What to work on:
The line containing "line, e.g. [322,505]" marks where to begin; quote it and every line after it through the end of the data, exactly as written.

(Labeled-object pointing entries)
══════════════════════════════
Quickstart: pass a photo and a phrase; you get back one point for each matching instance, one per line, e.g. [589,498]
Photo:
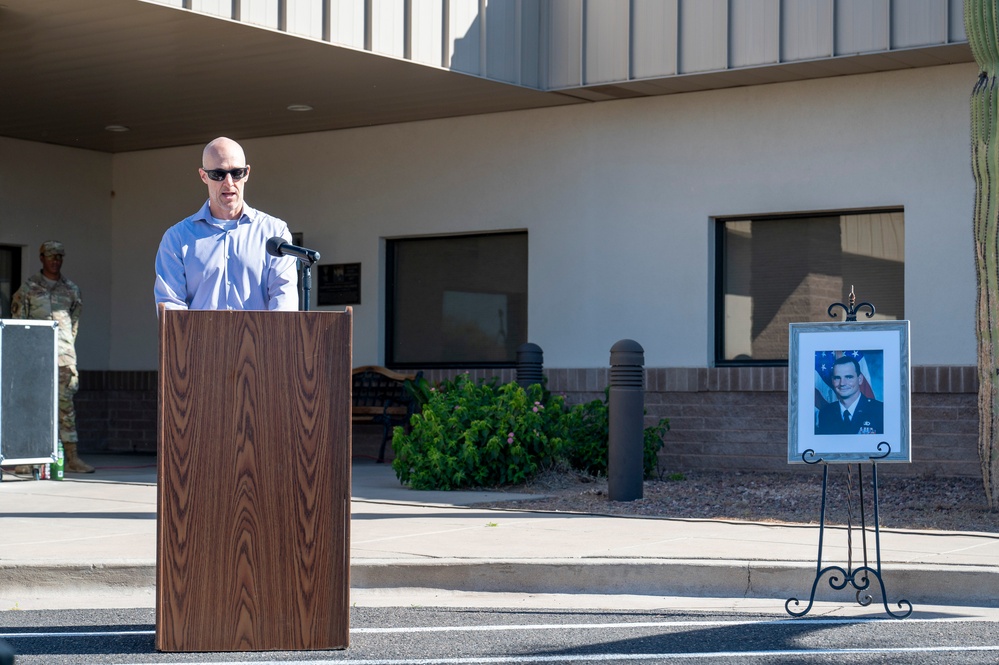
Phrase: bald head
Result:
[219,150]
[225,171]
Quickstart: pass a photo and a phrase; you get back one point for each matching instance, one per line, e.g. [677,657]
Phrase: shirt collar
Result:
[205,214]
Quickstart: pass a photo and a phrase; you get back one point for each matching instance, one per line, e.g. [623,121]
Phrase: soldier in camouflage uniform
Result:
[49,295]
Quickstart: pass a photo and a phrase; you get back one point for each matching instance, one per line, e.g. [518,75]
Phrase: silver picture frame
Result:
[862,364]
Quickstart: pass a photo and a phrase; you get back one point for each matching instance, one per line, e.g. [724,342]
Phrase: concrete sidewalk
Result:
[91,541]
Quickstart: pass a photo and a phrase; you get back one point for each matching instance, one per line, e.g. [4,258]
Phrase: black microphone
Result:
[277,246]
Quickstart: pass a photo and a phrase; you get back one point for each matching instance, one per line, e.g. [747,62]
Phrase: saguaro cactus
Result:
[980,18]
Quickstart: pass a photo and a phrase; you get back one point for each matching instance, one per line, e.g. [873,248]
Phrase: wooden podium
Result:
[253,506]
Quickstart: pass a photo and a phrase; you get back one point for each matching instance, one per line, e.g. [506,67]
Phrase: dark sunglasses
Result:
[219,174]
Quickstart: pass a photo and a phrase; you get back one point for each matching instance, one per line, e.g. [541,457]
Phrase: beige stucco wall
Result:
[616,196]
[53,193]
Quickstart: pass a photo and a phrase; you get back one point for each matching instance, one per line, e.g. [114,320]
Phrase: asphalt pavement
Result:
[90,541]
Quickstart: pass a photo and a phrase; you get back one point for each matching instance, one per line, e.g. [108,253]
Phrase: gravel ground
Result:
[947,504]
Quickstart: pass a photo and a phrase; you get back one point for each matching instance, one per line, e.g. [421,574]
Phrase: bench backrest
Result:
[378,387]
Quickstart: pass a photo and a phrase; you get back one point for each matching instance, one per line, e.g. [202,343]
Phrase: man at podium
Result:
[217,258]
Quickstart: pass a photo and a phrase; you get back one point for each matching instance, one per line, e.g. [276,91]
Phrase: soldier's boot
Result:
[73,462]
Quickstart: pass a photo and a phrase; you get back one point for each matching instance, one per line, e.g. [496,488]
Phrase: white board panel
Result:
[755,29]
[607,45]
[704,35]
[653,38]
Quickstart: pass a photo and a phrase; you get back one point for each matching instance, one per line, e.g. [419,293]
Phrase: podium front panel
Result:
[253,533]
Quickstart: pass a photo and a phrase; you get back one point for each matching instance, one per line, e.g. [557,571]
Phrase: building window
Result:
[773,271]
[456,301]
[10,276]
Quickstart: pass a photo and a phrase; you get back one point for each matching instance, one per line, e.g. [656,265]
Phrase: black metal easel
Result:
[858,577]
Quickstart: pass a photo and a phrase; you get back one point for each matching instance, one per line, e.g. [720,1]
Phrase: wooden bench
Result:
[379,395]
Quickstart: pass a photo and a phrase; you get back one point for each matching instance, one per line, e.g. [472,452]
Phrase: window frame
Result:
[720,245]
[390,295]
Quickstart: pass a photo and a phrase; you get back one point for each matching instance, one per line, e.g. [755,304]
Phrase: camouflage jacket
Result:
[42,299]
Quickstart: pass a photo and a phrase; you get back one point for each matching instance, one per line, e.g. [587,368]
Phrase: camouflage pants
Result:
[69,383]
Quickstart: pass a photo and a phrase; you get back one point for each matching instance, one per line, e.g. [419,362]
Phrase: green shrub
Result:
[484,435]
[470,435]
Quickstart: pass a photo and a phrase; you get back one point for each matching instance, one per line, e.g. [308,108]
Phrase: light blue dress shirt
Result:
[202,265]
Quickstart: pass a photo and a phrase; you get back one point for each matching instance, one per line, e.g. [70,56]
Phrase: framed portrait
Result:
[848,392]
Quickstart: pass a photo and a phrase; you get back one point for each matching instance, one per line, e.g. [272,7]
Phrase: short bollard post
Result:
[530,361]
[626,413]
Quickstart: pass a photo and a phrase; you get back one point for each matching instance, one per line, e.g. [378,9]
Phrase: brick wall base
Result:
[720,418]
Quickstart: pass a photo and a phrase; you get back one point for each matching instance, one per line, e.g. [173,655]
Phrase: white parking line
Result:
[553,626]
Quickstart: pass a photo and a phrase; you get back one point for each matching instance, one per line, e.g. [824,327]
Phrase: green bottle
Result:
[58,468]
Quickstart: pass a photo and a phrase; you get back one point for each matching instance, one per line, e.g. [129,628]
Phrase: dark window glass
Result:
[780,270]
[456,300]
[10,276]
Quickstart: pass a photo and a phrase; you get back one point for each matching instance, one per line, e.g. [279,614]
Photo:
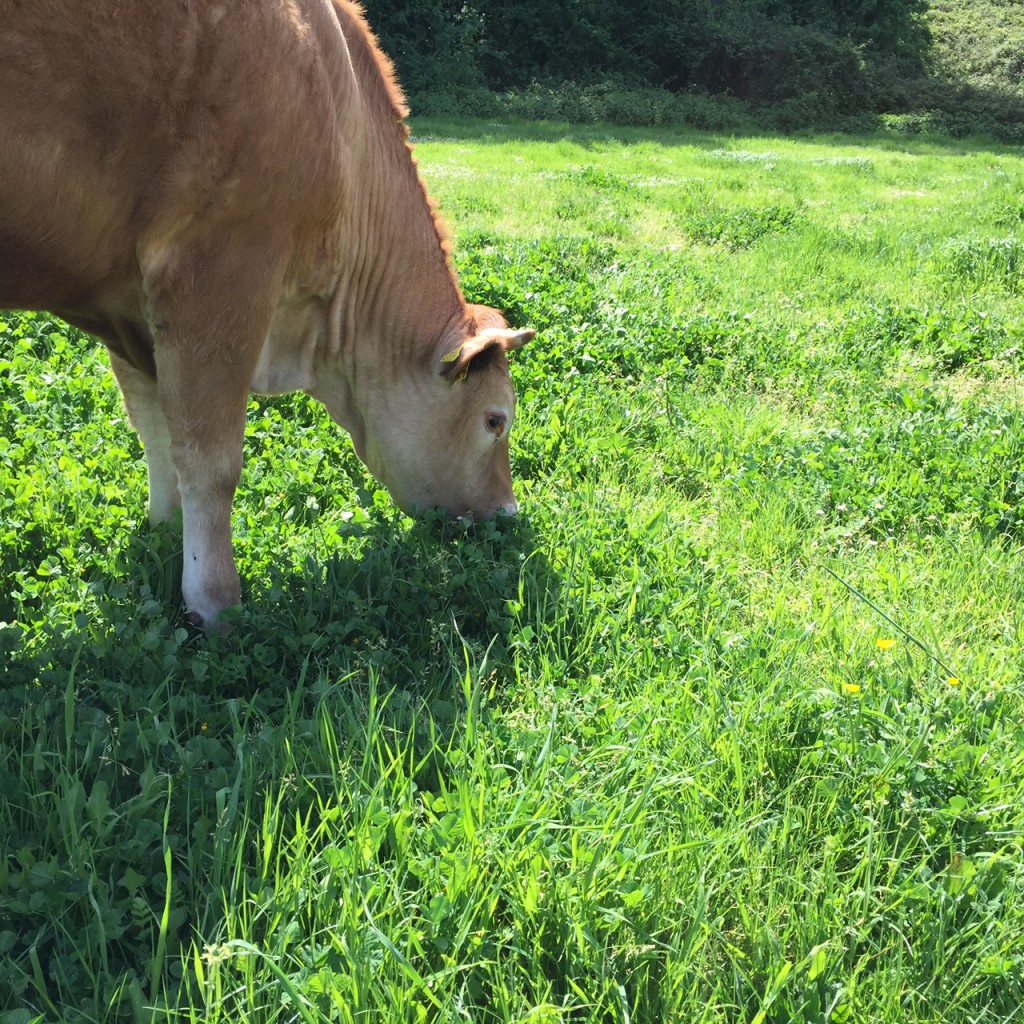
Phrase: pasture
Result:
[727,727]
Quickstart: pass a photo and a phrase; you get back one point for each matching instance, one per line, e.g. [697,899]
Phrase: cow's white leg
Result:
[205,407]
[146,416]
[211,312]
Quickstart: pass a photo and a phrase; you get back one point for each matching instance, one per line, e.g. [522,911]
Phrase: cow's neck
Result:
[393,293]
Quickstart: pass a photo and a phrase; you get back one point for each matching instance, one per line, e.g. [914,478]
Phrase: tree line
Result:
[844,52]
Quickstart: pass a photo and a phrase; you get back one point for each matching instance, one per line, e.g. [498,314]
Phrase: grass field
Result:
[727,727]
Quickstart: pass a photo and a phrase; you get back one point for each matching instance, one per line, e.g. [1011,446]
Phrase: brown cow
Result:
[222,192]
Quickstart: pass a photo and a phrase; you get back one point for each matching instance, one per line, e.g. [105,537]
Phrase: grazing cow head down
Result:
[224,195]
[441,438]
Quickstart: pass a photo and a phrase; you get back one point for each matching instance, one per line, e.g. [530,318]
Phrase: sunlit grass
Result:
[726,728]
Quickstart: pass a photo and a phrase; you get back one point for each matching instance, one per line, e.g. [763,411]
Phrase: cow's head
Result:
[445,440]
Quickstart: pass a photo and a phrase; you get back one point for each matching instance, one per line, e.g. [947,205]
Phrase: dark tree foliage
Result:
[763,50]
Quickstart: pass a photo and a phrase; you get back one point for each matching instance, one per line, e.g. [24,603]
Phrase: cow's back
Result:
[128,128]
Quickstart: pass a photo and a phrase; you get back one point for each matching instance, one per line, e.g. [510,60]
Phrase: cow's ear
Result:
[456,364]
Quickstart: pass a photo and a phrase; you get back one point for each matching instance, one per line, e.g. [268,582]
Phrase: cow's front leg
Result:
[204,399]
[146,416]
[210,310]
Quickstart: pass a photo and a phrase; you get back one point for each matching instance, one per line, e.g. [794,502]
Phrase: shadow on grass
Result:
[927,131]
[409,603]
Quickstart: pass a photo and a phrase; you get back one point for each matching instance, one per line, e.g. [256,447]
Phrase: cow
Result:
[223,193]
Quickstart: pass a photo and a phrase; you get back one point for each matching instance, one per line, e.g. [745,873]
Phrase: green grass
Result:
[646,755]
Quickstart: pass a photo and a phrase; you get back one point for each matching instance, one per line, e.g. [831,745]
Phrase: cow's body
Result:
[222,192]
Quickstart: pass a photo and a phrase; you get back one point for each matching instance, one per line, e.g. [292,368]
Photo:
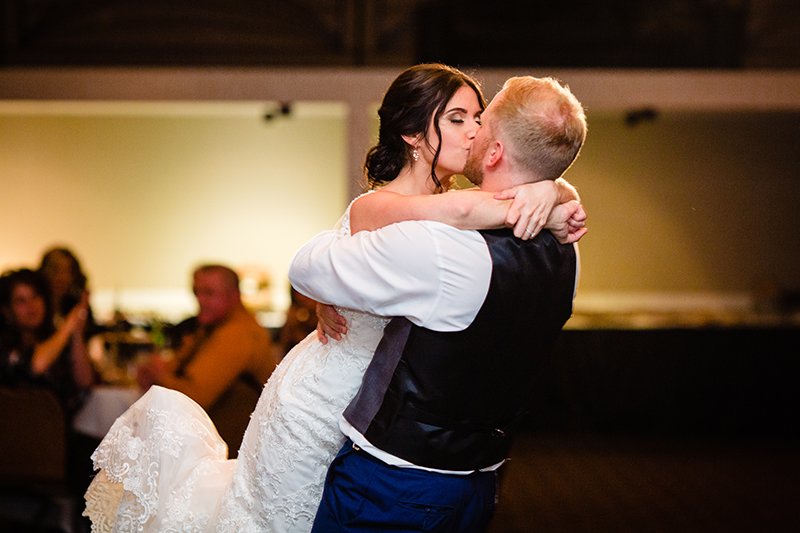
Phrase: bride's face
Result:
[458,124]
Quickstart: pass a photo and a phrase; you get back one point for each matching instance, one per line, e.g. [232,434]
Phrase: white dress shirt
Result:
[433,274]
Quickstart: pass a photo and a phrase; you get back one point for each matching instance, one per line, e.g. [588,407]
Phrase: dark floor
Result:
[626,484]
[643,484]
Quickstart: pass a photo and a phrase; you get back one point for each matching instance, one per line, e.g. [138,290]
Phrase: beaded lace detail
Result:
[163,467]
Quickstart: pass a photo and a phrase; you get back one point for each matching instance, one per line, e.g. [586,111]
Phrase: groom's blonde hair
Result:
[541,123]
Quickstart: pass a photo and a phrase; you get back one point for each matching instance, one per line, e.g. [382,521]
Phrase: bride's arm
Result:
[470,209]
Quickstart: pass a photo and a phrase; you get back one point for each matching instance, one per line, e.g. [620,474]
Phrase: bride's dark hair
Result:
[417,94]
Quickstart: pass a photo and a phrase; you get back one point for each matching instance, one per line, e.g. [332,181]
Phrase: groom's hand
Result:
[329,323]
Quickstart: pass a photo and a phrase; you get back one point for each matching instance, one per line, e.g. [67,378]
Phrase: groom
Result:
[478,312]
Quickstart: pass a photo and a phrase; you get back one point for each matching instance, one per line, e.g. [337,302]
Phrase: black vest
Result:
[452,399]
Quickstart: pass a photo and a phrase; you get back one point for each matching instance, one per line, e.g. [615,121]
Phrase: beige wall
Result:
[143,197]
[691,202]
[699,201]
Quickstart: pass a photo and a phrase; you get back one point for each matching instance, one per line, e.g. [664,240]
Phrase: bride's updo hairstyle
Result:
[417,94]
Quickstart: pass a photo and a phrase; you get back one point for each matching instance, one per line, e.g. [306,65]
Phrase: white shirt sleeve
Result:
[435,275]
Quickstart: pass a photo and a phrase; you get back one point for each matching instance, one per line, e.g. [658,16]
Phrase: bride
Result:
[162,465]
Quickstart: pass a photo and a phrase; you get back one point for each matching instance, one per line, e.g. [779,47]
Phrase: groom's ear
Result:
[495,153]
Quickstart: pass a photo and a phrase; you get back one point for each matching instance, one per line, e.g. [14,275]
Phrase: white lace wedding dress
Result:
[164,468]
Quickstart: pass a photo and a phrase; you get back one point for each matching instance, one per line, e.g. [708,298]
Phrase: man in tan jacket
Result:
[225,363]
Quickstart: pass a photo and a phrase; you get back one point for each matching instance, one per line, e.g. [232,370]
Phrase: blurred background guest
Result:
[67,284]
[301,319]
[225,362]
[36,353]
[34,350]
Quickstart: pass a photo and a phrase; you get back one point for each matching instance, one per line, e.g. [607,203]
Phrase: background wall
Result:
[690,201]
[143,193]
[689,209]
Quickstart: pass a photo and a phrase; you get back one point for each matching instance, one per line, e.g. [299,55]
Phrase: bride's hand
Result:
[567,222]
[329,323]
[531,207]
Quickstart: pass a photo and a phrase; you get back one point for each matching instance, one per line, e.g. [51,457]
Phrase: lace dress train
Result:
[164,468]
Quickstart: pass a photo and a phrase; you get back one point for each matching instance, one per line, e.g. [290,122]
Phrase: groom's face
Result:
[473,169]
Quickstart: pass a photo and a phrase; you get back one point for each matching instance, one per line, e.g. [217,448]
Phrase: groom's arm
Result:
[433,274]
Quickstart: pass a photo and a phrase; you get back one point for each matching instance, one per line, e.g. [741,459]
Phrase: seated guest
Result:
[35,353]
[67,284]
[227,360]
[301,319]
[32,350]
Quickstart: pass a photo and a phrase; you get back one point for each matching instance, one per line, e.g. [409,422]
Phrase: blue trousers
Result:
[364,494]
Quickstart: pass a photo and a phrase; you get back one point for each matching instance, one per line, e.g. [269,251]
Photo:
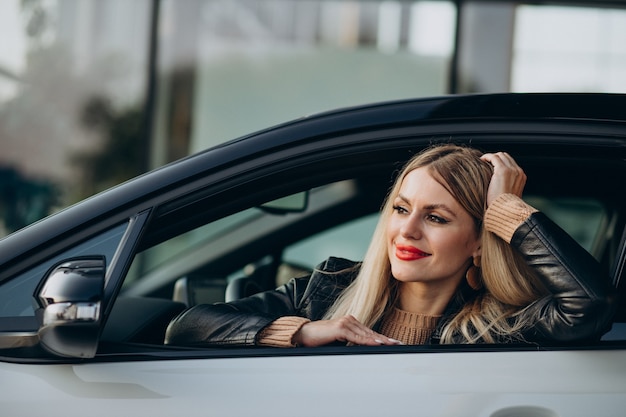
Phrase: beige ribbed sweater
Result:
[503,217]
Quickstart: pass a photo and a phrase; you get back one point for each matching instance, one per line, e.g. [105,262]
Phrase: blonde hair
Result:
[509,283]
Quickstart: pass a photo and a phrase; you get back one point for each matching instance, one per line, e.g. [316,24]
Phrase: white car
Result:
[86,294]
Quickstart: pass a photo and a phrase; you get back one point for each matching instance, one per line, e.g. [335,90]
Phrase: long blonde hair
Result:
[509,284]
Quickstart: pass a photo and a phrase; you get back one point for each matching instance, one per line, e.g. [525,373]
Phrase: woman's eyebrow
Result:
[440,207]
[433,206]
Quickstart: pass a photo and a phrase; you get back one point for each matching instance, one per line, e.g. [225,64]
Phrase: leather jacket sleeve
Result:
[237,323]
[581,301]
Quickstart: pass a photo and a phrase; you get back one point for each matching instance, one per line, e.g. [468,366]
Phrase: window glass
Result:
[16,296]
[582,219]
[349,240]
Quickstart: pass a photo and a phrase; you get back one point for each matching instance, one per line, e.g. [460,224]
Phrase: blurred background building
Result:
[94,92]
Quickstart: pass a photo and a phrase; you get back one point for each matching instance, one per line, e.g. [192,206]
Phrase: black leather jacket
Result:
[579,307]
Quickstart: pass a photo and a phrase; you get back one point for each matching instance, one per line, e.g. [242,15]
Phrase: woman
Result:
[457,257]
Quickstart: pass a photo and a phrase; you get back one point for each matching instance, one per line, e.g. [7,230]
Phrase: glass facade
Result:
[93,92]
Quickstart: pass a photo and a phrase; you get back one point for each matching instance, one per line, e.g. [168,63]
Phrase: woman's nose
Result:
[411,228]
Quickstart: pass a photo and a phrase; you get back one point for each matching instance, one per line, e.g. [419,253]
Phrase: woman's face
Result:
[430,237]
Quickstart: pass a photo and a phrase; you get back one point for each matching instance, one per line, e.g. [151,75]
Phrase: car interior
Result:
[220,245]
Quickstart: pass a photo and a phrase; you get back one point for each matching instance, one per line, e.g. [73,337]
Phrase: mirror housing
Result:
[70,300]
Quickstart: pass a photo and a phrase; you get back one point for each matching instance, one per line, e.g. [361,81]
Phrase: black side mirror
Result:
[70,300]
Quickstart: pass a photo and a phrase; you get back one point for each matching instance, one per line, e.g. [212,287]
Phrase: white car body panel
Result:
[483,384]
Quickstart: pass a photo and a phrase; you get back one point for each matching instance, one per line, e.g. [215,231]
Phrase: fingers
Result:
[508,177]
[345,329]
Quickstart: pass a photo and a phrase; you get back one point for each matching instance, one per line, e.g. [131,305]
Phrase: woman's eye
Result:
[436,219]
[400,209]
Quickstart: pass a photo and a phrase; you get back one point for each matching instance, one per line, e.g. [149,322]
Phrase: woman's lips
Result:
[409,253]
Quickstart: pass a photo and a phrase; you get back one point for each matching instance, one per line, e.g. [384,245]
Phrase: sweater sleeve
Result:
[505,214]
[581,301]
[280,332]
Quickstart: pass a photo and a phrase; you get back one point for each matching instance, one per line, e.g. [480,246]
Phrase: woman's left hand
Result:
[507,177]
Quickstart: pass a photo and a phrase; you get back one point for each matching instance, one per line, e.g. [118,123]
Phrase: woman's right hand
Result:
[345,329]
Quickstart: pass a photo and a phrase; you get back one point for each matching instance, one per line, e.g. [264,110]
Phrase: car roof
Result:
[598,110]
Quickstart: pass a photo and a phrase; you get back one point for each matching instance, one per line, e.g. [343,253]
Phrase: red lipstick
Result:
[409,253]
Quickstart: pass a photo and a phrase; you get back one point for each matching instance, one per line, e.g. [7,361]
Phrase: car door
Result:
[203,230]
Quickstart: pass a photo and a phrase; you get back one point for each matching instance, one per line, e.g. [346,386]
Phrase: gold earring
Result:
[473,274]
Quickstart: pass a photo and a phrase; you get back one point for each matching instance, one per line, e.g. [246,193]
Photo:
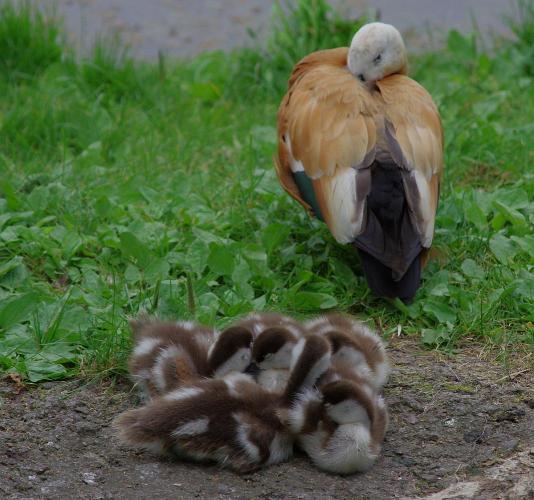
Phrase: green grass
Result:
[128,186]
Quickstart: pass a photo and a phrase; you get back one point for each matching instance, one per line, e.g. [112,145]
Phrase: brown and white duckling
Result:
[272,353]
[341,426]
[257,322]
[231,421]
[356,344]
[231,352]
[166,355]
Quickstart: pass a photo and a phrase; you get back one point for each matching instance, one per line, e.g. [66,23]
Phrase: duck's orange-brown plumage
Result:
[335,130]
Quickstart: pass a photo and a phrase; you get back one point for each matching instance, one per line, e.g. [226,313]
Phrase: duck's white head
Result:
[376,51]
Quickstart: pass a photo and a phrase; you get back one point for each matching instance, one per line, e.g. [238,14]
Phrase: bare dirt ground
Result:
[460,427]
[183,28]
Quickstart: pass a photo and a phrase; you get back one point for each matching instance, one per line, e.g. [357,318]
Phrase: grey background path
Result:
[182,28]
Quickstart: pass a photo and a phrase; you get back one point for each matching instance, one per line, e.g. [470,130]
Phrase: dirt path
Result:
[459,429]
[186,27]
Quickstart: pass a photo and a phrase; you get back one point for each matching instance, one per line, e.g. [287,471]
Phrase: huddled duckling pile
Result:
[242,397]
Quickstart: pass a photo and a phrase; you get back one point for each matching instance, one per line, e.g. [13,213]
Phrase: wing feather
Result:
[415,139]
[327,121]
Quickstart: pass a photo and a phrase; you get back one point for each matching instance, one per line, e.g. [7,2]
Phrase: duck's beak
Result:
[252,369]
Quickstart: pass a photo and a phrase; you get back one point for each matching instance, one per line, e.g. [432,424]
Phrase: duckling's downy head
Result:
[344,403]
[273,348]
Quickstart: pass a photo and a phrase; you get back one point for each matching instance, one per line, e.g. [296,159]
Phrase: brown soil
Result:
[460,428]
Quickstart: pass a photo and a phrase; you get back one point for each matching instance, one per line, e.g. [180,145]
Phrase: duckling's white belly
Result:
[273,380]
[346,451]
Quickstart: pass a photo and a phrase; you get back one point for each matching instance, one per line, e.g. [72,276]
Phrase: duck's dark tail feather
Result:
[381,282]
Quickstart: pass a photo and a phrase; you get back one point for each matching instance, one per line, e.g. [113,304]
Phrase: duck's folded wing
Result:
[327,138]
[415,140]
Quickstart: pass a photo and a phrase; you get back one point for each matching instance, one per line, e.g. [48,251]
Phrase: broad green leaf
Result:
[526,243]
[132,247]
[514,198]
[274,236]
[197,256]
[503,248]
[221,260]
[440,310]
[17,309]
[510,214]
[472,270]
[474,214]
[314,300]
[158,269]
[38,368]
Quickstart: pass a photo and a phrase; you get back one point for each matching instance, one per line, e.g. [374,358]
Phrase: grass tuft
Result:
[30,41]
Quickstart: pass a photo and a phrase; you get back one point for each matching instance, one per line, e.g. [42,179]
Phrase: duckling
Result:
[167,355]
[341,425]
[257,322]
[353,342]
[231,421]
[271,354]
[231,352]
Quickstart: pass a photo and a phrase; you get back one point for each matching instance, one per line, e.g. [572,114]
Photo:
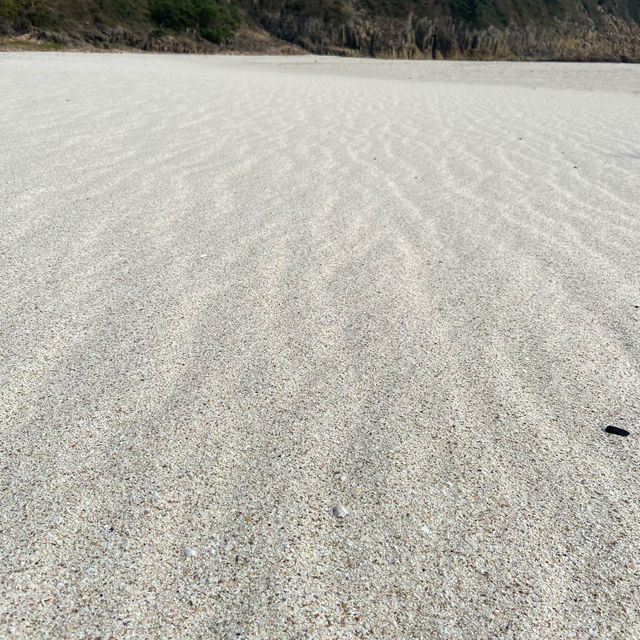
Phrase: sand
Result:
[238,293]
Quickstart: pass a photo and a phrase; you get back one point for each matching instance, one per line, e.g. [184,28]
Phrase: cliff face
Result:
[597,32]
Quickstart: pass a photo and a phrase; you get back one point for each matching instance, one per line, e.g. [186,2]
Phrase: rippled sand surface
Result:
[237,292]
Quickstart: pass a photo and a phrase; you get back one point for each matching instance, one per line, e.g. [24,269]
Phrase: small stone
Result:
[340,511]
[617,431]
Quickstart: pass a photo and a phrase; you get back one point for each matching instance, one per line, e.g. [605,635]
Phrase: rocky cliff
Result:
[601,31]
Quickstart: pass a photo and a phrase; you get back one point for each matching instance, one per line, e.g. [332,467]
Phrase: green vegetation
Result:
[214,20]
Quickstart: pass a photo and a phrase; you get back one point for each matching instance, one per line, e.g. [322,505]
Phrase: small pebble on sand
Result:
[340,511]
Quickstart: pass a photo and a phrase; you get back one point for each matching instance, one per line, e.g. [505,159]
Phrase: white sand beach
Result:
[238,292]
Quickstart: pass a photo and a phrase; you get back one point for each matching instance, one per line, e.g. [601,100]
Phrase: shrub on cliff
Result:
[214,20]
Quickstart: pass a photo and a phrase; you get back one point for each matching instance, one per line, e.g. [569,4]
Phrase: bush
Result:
══════════════════════════════
Reply:
Quickstart: pass a photo and a phrase; you get back one point for each matching instance, one per line, e.g. [322,505]
Phrase: small pebble on sand
Result:
[340,511]
Quickstart: pass a photo and a phrase; you get back one point for each matching instance, one per line, e.g. [505,159]
Phrase: white sand beach
Result:
[238,292]
Quickstart: pass a photo and a phrase; you get back one point for each matching instance, one per line, e.g. [601,100]
Phrase: shrub on cliff
Result:
[214,20]
Quickstart: pass a photo and a phrase; you get back one point for each matching instance, one per line, e.g. [569,4]
Phrase: bush
Result:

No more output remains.